# The input
= = =
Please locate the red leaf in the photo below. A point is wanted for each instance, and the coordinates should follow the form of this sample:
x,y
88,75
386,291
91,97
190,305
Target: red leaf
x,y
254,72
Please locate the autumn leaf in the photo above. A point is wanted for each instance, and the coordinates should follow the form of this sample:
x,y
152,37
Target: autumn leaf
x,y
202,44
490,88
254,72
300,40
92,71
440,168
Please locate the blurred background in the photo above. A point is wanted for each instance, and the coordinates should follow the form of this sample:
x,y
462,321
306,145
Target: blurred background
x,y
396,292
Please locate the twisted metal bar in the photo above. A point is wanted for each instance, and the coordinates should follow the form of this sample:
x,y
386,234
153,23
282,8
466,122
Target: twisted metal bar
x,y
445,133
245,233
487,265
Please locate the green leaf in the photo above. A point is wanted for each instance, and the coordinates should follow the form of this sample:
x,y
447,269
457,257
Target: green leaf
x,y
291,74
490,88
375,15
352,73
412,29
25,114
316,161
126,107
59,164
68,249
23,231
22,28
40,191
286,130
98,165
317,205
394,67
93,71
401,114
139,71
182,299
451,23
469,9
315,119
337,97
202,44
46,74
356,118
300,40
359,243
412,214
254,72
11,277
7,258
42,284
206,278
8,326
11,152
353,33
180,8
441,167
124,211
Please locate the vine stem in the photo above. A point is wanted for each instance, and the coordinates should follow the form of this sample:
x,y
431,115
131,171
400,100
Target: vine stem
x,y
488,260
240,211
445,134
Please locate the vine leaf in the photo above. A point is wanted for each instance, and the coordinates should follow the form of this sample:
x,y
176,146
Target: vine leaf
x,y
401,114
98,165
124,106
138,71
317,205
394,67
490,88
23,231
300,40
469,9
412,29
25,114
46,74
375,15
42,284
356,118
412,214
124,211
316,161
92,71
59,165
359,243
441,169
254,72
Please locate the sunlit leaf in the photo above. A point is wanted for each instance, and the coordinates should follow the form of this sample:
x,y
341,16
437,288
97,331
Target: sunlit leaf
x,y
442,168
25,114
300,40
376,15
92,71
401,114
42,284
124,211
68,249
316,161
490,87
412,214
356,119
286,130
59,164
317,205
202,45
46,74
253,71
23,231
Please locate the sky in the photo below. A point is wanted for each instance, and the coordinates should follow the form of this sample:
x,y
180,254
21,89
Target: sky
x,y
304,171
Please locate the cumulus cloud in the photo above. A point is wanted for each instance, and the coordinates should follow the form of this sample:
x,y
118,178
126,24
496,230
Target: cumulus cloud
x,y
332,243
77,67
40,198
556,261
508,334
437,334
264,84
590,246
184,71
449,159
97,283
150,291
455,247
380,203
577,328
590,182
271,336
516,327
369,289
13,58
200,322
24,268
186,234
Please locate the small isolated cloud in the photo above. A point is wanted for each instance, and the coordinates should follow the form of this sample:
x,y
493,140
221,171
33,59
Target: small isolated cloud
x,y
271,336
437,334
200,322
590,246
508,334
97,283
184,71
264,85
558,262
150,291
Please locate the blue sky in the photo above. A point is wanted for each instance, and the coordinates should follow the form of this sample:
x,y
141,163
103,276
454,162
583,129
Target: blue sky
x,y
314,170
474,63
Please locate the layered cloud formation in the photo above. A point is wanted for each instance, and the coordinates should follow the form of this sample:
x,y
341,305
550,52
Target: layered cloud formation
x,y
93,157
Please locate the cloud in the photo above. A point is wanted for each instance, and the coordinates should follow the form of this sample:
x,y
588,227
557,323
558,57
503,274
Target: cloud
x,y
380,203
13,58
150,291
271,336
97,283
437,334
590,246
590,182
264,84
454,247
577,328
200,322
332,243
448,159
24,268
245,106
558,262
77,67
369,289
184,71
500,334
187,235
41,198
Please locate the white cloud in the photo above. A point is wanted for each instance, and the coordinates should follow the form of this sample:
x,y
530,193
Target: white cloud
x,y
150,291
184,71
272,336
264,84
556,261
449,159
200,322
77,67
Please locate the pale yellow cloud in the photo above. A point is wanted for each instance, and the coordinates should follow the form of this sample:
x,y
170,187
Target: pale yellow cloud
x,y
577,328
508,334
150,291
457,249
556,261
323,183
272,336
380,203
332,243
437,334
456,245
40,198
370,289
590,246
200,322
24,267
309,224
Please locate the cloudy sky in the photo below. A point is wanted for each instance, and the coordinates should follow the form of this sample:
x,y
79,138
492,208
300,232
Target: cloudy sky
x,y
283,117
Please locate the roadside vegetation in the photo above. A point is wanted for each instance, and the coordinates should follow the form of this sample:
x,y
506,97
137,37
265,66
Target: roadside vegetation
= = =
Output all of the data above as a Markdown table with two columns, Row and Line. Put each line in its own numbered row and leave out any blank lines.

# The completed task
| Row | Line |
|---|---|
| 1 | Please locate the red leaf in the photo below. A point is wanted for each instance, and the coordinates should follow the form of this sample: |
| 2 | x,y |
| 3 | 88,75 |
| 4 | 386,291 |
| 5 | 91,97 |
| 6 | 190,305 |
| 7 | Target: red leaf |
| 8 | x,y |
| 9 | 254,72 |
| 10 | Please locate the autumn leaf in the photo above. A point is wanted for each instance, and the coordinates should follow the form of this sample: |
| 11 | x,y |
| 12 | 152,37 |
| 13 | Target: autumn leaf |
| 14 | x,y |
| 15 | 202,44 |
| 16 | 490,88 |
| 17 | 254,72 |
| 18 | 300,40 |
| 19 | 92,71 |
| 20 | 440,168 |
| 21 | Please locate the blurred background in the photo above. A point is wanted for each instance, and the coordinates should follow the form of this sample: |
| 22 | x,y |
| 23 | 462,321 |
| 24 | 306,145 |
| 25 | Target: blurred background |
| 26 | x,y |
| 27 | 396,292 |
| 28 | Please locate the twisted metal bar in the photo above. A point is wanted for each instance, and the coordinates should follow the form of this sample: |
| 29 | x,y |
| 30 | 386,234 |
| 31 | 153,23 |
| 32 | 282,8 |
| 33 | 466,122 |
| 34 | Target: twisted metal bar |
| 35 | x,y |
| 36 | 445,133 |
| 37 | 245,233 |
| 38 | 487,265 |
| 39 | Please locate the green leaf in the photo above. A point is wanted for each instance, and the coordinates should follow the form of this sample: |
| 40 | x,y |
| 41 | 447,269 |
| 42 | 457,257 |
| 43 | Target: green leaf |
| 44 | x,y |
| 45 | 291,74 |
| 46 | 490,88 |
| 47 | 375,15 |
| 48 | 352,73 |
| 49 | 412,29 |
| 50 | 25,114 |
| 51 | 316,161 |
| 52 | 126,107 |
| 53 | 59,164 |
| 54 | 68,249 |
| 55 | 23,231 |
| 56 | 22,28 |
| 57 | 40,191 |
| 58 | 286,130 |
| 59 | 98,165 |
| 60 | 317,205 |
| 61 | 394,67 |
| 62 | 93,71 |
| 63 | 401,114 |
| 64 | 139,71 |
| 65 | 182,299 |
| 66 | 451,23 |
| 67 | 469,9 |
| 68 | 315,119 |
| 69 | 337,97 |
| 70 | 202,44 |
| 71 | 46,74 |
| 72 | 356,118 |
| 73 | 300,40 |
| 74 | 359,243 |
| 75 | 412,214 |
| 76 | 254,72 |
| 77 | 11,277 |
| 78 | 7,258 |
| 79 | 42,284 |
| 80 | 206,278 |
| 81 | 8,326 |
| 82 | 11,152 |
| 83 | 353,33 |
| 84 | 180,8 |
| 85 | 441,167 |
| 86 | 124,211 |
| 87 | Please locate the vine stem in the photo above. A point is wanted for each instance, and the coordinates should follow the form of this sample: |
| 88 | x,y |
| 89 | 431,115 |
| 90 | 131,171 |
| 91 | 400,100 |
| 92 | Target: vine stem |
| 93 | x,y |
| 94 | 488,260 |
| 95 | 240,211 |
| 96 | 445,134 |
| 97 | Please locate the vine leaf in the photo above. A point is wanted for each instance, and the coordinates should follow the form of this sample: |
| 98 | x,y |
| 99 | 176,146 |
| 100 | Target: vine leaf |
| 101 | x,y |
| 102 | 401,114 |
| 103 | 98,165 |
| 104 | 124,106 |
| 105 | 138,71 |
| 106 | 317,205 |
| 107 | 394,67 |
| 108 | 490,88 |
| 109 | 23,231 |
| 110 | 300,40 |
| 111 | 469,9 |
| 112 | 412,29 |
| 113 | 25,114 |
| 114 | 46,74 |
| 115 | 375,15 |
| 116 | 42,284 |
| 117 | 356,118 |
| 118 | 412,214 |
| 119 | 124,211 |
| 120 | 316,161 |
| 121 | 92,71 |
| 122 | 59,165 |
| 123 | 359,243 |
| 124 | 441,169 |
| 125 | 254,72 |
| 126 | Please locate the sunlit leaf in the photo above. A point is wanted for each instance, and the coordinates should follow the form of this sample: |
| 127 | x,y |
| 128 | 341,16 |
| 129 | 437,288 |
| 130 | 97,331 |
| 131 | Target: sunlit leaf |
| 132 | x,y |
| 133 | 442,168 |
| 134 | 25,114 |
| 135 | 300,40 |
| 136 | 376,15 |
| 137 | 92,71 |
| 138 | 401,114 |
| 139 | 42,284 |
| 140 | 124,211 |
| 141 | 68,249 |
| 142 | 316,161 |
| 143 | 490,87 |
| 144 | 412,214 |
| 145 | 356,119 |
| 146 | 286,130 |
| 147 | 59,164 |
| 148 | 317,205 |
| 149 | 202,45 |
| 150 | 46,74 |
| 151 | 253,71 |
| 152 | 23,231 |
| 153 | Please locate the sky in the photo below. A point is wanted for each instance, and the coordinates should follow the form of this sample: |
| 154 | x,y |
| 155 | 180,254 |
| 156 | 21,89 |
| 157 | Target: sky |
| 158 | x,y |
| 159 | 304,171 |
| 160 | Please locate the cumulus cloud in the photo above. A point is wanted for each instance, and the coordinates should follow the form of this sample: |
| 161 | x,y |
| 162 | 118,178 |
| 163 | 126,24 |
| 164 | 496,230 |
| 165 | Target: cumulus cloud |
| 166 | x,y |
| 167 | 332,243 |
| 168 | 77,67 |
| 169 | 40,198 |
| 170 | 556,261 |
| 171 | 508,334 |
| 172 | 437,334 |
| 173 | 264,84 |
| 174 | 590,246 |
| 175 | 184,71 |
| 176 | 449,159 |
| 177 | 97,283 |
| 178 | 150,291 |
| 179 | 455,247 |
| 180 | 380,203 |
| 181 | 577,328 |
| 182 | 590,182 |
| 183 | 271,336 |
| 184 | 516,327 |
| 185 | 369,289 |
| 186 | 13,58 |
| 187 | 200,322 |
| 188 | 24,268 |
| 189 | 186,234 |
| 190 | Please locate the small isolated cloud in the photo above. A point is wanted for each instance, and the coordinates should follow the form of this sample: |
| 191 | x,y |
| 192 | 493,140 |
| 193 | 221,171 |
| 194 | 33,59 |
| 195 | Target: small isolated cloud |
| 196 | x,y |
| 197 | 271,336 |
| 198 | 437,334 |
| 199 | 200,322 |
| 200 | 590,246 |
| 201 | 508,334 |
| 202 | 97,283 |
| 203 | 184,71 |
| 204 | 264,85 |
| 205 | 558,262 |
| 206 | 150,291 |
| 207 | Please locate the blue sky in the photo above. A point is wanted for each instance, and the coordinates should follow the form of this sample: |
| 208 | x,y |
| 209 | 141,163 |
| 210 | 103,276 |
| 211 | 454,162 |
| 212 | 583,129 |
| 213 | Target: blue sky |
| 214 | x,y |
| 215 | 314,170 |
| 216 | 474,63 |
| 217 | Please locate the layered cloud formation in the photo above. A point is wanted for each instance, and the coordinates should follow the form of this sample: |
| 218 | x,y |
| 219 | 341,305 |
| 220 | 550,52 |
| 221 | Target: layered cloud formation |
| 222 | x,y |
| 223 | 93,157 |
| 224 | Please locate the cloud in the photo above. A point is wanted for each instance, and the coordinates should follow the form of this sample: |
| 225 | x,y |
| 226 | 588,227 |
| 227 | 557,323 |
| 228 | 558,57 |
| 229 | 503,274 |
| 230 | Target: cloud |
| 231 | x,y |
| 232 | 380,203 |
| 233 | 13,58 |
| 234 | 150,291 |
| 235 | 271,336 |
| 236 | 97,283 |
| 237 | 437,334 |
| 238 | 590,246 |
| 239 | 590,182 |
| 240 | 264,84 |
| 241 | 454,247 |
| 242 | 577,328 |
| 243 | 200,322 |
| 244 | 332,243 |
| 245 | 448,159 |
| 246 | 24,268 |
| 247 | 245,106 |
| 248 | 558,262 |
| 249 | 77,67 |
| 250 | 369,289 |
| 251 | 184,71 |
| 252 | 500,334 |
| 253 | 187,235 |
| 254 | 41,198 |
| 255 | Please locate the white cloud in the photo above. A point is wanted for each instance, and the coordinates should follow the form of this sample: |
| 256 | x,y |
| 257 | 530,193 |
| 258 | Target: white cloud |
| 259 | x,y |
| 260 | 150,291 |
| 261 | 184,71 |
| 262 | 272,336 |
| 263 | 264,84 |
| 264 | 556,261 |
| 265 | 449,159 |
| 266 | 200,322 |
| 267 | 77,67 |
| 268 | Please locate the pale yellow cloud in the photo above. A point is wanted for each instance, and the coordinates should follow the form of this sample: |
| 269 | x,y |
| 270 | 170,187 |
| 271 | Target: pale yellow cloud |
| 272 | x,y |
| 273 | 577,328 |
| 274 | 508,334 |
| 275 | 150,291 |
| 276 | 457,249 |
| 277 | 556,261 |
| 278 | 323,183 |
| 279 | 272,336 |
| 280 | 380,203 |
| 281 | 332,243 |
| 282 | 437,334 |
| 283 | 456,245 |
| 284 | 40,198 |
| 285 | 370,289 |
| 286 | 590,246 |
| 287 | 200,322 |
| 288 | 24,267 |
| 289 | 309,224 |
| 290 | Please locate the cloudy sky in the photo below. A point is wanted for each instance, and the coordinates should follow the form of this sample: |
| 291 | x,y |
| 292 | 79,138 |
| 293 | 492,208 |
| 294 | 300,232 |
| 295 | Target: cloudy sky |
| 296 | x,y |
| 297 | 283,117 |
| 298 | Please locate the roadside vegetation in the photo above. A point is wanted for each instance, and the coordinates should follow the form of this sample: |
| 299 | x,y |
| 300 | 506,97 |
| 301 | 137,37 |
| 302 | 265,66 |
| 303 | Target: roadside vegetation |